[Begin DATASET]

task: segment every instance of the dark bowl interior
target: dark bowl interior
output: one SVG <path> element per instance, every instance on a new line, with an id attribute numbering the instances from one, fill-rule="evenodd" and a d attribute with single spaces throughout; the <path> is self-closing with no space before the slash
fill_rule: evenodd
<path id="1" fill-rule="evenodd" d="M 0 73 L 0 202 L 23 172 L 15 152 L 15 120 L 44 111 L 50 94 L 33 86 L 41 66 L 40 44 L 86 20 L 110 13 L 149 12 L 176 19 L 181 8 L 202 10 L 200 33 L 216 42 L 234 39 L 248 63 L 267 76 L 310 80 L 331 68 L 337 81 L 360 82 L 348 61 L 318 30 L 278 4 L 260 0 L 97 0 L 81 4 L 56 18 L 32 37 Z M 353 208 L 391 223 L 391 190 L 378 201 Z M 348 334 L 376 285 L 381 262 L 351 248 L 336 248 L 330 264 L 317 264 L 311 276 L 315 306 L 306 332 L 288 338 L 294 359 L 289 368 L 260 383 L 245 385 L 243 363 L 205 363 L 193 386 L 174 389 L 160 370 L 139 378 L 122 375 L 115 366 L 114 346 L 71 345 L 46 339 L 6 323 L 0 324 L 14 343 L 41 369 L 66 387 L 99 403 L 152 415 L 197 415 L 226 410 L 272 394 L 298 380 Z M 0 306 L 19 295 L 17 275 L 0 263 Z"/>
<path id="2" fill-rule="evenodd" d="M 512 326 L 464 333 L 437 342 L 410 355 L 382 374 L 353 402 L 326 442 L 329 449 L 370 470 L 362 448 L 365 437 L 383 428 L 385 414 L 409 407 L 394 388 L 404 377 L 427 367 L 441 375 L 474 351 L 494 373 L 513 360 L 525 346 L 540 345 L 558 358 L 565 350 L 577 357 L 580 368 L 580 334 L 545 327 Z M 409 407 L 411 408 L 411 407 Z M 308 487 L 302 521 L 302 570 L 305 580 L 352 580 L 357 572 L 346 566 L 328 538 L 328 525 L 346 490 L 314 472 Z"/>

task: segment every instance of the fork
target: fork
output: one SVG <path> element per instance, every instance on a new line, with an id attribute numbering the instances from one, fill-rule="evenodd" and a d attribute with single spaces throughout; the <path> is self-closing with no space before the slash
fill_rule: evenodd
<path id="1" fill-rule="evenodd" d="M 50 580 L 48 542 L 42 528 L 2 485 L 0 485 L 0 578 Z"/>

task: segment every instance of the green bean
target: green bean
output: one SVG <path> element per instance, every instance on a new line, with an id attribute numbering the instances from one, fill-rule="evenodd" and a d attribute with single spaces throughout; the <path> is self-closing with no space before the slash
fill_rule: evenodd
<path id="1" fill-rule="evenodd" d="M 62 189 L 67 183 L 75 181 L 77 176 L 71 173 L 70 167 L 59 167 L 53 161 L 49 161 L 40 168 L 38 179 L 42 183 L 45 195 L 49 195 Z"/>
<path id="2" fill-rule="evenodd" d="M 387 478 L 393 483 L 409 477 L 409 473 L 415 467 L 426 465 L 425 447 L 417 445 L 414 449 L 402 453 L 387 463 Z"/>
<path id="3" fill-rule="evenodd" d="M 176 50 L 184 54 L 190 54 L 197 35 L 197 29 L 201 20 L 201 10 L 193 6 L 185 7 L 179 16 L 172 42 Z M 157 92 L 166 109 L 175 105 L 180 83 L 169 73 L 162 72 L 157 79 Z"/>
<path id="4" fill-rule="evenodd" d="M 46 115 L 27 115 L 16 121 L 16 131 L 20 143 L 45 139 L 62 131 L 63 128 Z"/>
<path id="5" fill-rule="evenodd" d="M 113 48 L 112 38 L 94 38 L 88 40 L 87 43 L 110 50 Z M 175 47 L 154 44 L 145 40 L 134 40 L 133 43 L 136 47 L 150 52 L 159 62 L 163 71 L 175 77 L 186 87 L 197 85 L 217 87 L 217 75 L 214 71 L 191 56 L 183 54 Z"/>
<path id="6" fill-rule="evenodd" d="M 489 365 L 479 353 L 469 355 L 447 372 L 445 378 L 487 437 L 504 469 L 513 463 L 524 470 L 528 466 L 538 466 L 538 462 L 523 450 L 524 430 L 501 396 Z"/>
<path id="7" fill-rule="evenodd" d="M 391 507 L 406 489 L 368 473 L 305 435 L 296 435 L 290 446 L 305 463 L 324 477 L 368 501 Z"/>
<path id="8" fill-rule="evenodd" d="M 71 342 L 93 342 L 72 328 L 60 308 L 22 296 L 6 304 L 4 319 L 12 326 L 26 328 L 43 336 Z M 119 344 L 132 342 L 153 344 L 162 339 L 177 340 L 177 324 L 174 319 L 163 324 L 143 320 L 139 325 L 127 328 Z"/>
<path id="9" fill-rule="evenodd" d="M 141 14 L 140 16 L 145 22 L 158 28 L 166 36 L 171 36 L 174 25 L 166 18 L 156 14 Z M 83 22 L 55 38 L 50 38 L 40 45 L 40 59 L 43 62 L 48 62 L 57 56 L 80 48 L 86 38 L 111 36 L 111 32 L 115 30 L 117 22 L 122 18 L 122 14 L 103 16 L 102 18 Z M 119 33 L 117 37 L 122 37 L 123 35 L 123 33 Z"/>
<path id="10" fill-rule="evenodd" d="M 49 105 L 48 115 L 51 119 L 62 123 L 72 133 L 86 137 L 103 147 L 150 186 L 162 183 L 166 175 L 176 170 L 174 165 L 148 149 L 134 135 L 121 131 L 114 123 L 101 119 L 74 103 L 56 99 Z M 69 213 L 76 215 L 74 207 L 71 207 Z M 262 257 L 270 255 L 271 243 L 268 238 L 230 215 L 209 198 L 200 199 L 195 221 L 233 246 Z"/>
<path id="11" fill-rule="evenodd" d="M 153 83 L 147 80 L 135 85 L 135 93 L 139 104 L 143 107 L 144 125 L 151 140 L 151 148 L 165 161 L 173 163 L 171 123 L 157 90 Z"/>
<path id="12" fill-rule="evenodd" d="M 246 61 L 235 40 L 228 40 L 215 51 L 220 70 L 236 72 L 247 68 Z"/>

[End DATASET]

__CHALLENGE__:
Convert the part of the records that opens with the line containing "task: segment every instance of the fork" and closes with the line containing "50 580 L 48", both lines included, into a JSON list of strings with one string per line and blank lines left out.

__OUTPUT OF THE TASK__:
[
  "task: segment every instance of the fork",
  "target: fork",
  "output: one SVG <path> element per instance, every instance on a new line, with an id attribute numbering the instances from one, fill-rule=\"evenodd\" and a d attribute with single spaces throughout; the <path> is self-closing with no space before the slash",
  "fill_rule: evenodd",
  "<path id=\"1\" fill-rule=\"evenodd\" d=\"M 50 580 L 48 542 L 42 528 L 2 485 L 0 485 L 0 578 Z\"/>"
]